start RECORDS FOR THIS TASK
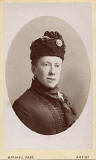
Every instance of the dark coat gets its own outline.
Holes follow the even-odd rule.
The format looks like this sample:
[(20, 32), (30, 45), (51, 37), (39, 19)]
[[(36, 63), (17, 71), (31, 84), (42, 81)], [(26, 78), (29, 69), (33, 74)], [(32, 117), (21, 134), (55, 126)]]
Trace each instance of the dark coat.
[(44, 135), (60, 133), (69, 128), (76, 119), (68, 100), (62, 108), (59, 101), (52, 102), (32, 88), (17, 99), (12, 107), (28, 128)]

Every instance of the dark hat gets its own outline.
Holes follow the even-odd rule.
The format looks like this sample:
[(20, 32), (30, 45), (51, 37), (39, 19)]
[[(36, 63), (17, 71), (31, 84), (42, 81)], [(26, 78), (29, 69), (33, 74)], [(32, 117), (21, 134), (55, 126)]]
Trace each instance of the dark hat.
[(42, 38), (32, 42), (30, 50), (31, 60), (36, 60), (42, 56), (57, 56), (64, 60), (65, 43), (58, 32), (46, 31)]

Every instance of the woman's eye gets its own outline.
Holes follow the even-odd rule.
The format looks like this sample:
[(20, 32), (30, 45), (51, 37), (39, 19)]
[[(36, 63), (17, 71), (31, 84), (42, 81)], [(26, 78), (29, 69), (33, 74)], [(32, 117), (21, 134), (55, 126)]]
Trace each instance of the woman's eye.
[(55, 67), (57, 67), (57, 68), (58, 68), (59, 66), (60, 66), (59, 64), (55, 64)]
end RECORDS FOR THIS TASK
start RECORDS FOR THIS TASK
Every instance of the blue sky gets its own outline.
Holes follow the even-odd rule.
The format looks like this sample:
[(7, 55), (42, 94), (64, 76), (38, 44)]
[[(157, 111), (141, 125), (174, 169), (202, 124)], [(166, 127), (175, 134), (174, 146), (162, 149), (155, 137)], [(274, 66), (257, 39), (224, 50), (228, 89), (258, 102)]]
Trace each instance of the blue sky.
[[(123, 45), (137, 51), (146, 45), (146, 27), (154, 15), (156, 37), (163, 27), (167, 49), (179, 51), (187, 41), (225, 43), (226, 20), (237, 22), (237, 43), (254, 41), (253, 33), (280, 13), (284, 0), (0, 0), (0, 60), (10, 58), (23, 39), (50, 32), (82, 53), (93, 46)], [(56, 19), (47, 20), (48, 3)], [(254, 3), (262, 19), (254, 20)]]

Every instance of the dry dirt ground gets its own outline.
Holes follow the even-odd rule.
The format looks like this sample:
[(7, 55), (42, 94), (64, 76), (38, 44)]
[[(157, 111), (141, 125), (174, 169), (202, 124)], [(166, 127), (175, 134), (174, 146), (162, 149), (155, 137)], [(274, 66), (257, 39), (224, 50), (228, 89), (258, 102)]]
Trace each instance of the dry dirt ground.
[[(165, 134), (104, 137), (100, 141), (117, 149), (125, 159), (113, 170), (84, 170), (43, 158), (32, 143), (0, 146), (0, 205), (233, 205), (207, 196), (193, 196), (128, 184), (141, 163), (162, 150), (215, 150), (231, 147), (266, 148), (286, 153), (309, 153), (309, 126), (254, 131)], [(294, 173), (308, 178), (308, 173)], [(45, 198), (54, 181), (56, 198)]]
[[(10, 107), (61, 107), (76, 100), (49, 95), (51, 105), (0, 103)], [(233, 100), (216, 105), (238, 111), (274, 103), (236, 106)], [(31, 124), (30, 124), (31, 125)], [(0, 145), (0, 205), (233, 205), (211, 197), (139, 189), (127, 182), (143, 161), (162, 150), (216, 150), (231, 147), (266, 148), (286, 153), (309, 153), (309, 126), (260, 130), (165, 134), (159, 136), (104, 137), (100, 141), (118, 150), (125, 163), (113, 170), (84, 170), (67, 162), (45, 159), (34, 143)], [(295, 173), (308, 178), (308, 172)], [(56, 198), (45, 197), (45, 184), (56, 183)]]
end RECORDS FOR THIS TASK
[OBJECTIVE] Reproduce only the part that opens with the line containing "Every instance of the dark hat" and closes with the line containing "32), (46, 31)]", swapping "dark hat" for "black hat" and keeping everything else the same.

[ANSWER TO THIS TASK]
Every instance of the black hat gets its own outline.
Holes follow the even-odd rule.
The format looks like this sample:
[(20, 32), (30, 45), (51, 37), (39, 19)]
[[(36, 63), (17, 71), (31, 84), (42, 81)], [(26, 78), (29, 69), (33, 74)], [(32, 117), (21, 134), (55, 126)]]
Trace each instance of the black hat.
[(42, 38), (32, 42), (30, 50), (31, 60), (36, 60), (42, 56), (57, 56), (64, 60), (65, 43), (58, 32), (46, 31)]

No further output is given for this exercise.